### The input
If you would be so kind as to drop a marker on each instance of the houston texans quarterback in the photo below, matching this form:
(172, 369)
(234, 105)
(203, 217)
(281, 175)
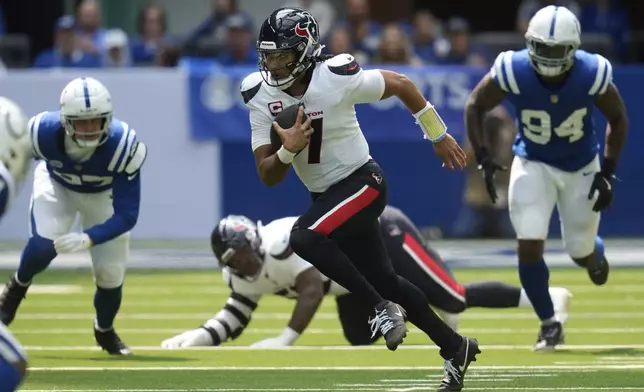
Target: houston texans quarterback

### Work task
Give the entries above again, exactly as written and free of images.

### Written response
If you would be so kind as to drop a marker on each instance of the houston texans quarterback in the photo below, matching this form:
(172, 369)
(234, 105)
(203, 217)
(281, 175)
Target: houston texans quarterback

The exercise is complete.